#### Requirements
Would it be possible to quote, exactly and in full, the lines from the one with "the dark car?" through the end of the entries below?

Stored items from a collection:
·····
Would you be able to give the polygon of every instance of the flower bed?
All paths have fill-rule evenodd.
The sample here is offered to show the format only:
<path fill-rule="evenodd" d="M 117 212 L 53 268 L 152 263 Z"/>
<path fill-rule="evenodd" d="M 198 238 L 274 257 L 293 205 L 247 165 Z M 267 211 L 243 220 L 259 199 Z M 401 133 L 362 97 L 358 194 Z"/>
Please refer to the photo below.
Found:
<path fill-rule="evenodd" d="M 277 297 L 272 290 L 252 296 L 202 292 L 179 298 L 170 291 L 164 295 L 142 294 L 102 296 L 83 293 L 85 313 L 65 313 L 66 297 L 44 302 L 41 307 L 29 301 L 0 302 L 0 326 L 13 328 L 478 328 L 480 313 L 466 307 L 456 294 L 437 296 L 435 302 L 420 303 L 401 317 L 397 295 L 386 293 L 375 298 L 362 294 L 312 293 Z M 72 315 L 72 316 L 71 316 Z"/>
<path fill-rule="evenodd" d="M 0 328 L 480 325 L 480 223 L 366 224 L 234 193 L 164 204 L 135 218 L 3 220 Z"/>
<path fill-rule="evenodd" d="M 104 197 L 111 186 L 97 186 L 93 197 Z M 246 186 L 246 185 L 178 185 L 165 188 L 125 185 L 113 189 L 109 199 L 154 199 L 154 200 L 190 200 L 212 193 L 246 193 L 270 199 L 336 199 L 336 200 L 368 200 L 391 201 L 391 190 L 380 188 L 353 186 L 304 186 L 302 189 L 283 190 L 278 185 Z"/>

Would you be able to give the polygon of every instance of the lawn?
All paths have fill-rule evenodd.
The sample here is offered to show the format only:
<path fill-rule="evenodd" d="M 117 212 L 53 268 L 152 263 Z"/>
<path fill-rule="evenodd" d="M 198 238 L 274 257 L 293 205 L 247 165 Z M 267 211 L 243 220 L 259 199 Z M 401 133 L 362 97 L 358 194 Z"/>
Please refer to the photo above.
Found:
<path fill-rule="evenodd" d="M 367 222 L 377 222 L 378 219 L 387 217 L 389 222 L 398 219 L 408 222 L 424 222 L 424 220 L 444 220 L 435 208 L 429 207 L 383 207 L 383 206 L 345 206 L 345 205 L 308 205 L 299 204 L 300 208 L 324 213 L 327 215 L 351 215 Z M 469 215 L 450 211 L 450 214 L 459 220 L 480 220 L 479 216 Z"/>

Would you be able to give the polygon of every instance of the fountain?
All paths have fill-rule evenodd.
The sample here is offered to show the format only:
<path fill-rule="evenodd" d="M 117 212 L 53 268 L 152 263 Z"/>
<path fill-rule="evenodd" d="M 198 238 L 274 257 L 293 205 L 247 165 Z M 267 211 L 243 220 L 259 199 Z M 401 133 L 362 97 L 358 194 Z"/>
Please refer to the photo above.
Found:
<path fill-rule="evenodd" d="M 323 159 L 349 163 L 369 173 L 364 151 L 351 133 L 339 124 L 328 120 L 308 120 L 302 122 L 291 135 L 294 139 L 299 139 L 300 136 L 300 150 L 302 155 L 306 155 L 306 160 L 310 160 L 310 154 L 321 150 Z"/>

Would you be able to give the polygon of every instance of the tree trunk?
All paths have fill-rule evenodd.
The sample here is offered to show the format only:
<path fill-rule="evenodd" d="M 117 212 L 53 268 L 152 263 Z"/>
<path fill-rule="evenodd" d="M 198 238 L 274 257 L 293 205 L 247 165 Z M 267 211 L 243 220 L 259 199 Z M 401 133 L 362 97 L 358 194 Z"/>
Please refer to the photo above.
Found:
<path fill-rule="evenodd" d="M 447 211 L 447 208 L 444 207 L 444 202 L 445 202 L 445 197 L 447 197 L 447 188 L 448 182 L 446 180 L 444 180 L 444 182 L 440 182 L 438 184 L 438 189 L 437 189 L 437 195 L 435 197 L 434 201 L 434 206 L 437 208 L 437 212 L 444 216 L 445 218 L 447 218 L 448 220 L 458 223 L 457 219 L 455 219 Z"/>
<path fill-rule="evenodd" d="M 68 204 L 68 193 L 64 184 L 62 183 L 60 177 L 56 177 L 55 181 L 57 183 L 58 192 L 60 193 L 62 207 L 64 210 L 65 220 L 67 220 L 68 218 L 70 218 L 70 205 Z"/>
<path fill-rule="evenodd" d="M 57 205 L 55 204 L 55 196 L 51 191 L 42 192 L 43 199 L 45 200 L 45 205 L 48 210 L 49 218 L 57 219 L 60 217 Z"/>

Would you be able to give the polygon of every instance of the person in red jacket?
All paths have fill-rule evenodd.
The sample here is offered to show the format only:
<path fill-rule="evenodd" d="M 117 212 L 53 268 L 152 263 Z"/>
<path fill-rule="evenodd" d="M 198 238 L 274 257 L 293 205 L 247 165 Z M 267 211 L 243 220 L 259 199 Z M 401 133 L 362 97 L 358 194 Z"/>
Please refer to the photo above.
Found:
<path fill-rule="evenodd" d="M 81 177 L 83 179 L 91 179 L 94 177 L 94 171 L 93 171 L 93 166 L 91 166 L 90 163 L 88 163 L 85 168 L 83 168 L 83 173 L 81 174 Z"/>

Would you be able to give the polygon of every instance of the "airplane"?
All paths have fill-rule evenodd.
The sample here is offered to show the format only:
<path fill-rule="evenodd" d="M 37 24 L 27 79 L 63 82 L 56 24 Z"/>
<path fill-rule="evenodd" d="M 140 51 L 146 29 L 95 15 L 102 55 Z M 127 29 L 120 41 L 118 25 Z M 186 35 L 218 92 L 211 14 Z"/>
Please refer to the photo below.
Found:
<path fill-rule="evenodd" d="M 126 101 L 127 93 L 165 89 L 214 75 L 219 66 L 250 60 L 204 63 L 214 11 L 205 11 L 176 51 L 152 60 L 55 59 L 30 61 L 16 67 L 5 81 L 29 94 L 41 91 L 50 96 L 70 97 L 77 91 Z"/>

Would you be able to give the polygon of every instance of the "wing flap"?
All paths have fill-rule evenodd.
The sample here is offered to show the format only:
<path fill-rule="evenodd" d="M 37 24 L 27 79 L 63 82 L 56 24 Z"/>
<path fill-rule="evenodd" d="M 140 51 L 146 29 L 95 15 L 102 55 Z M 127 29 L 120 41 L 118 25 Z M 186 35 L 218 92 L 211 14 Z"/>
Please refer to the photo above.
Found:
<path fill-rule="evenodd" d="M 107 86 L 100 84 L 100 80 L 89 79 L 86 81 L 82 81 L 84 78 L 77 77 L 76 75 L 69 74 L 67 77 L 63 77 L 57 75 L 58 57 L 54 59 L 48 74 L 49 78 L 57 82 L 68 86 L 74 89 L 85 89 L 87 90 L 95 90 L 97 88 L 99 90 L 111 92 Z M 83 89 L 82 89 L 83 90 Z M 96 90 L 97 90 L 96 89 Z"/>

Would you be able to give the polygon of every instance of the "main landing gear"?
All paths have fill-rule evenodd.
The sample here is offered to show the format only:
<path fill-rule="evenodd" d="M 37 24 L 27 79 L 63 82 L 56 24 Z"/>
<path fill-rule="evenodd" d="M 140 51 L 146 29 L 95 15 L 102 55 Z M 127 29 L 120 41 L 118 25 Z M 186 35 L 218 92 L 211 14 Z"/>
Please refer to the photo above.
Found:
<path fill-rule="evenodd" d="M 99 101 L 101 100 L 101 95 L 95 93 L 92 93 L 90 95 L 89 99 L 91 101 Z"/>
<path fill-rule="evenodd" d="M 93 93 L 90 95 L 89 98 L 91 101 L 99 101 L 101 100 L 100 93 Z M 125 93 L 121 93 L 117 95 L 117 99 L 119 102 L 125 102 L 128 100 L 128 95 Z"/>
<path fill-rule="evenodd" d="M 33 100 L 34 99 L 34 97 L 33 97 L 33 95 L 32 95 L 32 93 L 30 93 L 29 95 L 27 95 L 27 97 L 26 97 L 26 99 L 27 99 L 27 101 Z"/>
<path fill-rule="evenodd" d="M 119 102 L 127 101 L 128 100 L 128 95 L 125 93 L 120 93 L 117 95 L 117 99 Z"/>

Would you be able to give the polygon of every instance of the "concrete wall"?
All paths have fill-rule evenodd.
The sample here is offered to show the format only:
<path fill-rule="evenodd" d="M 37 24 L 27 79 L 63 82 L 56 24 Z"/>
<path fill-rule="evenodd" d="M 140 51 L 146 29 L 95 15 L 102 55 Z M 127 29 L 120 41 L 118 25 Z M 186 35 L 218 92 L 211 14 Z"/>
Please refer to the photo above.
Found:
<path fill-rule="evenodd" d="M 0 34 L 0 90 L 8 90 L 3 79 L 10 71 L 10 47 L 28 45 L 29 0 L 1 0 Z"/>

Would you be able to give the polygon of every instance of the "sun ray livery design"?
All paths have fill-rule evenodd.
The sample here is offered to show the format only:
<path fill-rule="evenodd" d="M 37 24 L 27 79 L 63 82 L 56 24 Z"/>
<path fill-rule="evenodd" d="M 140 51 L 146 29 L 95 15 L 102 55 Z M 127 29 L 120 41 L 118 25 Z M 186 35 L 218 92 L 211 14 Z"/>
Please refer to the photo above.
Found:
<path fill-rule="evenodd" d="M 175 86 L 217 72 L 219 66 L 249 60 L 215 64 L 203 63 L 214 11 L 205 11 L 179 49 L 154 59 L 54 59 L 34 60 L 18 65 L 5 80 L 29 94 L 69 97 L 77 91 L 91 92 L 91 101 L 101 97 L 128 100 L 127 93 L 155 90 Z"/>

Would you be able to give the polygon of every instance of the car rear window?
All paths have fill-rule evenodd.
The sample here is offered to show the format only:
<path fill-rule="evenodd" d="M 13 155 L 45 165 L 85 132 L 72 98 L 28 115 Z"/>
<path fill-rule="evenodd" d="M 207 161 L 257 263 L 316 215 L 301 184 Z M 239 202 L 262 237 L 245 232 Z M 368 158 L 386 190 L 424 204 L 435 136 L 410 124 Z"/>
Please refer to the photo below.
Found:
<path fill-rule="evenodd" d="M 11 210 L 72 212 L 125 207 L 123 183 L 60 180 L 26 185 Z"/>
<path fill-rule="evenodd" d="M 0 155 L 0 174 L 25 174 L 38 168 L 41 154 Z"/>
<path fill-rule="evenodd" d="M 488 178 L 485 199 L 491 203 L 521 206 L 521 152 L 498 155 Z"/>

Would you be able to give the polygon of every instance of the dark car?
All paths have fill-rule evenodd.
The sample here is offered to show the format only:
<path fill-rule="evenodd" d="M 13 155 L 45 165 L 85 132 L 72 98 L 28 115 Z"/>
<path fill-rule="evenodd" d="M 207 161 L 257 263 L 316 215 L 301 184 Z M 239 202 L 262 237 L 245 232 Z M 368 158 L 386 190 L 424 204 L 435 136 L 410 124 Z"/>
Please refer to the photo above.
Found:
·····
#### Result of the task
Would you be able to give the polygon of every instance of the dark car?
All paths have fill-rule evenodd.
The sample here is offered to show the format only:
<path fill-rule="evenodd" d="M 13 155 L 45 165 L 85 132 L 72 98 L 28 115 Z"/>
<path fill-rule="evenodd" d="M 207 161 L 257 263 L 316 215 L 301 184 Z M 239 202 L 262 237 L 245 232 Z M 368 158 L 386 190 L 424 204 L 435 136 L 410 124 Z"/>
Please refer to the photo above.
Found:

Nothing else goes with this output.